▸ **SUPPLIED RECORDS**
____________

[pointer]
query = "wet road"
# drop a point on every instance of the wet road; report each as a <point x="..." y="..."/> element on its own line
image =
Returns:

____________

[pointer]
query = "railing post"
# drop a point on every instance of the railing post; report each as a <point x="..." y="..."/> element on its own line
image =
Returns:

____________

▸ **YOUR INSTRUCTIONS**
Report each line of the data above that contains the word "drop", copying every such line in full.

▸ **SOLUTION**
# drop a point on every instance of the wet road; report each as a <point x="..." y="..."/> element on its own line
# drop a point on every instance of the railing post; report each as a <point x="..." y="..."/> element on its own line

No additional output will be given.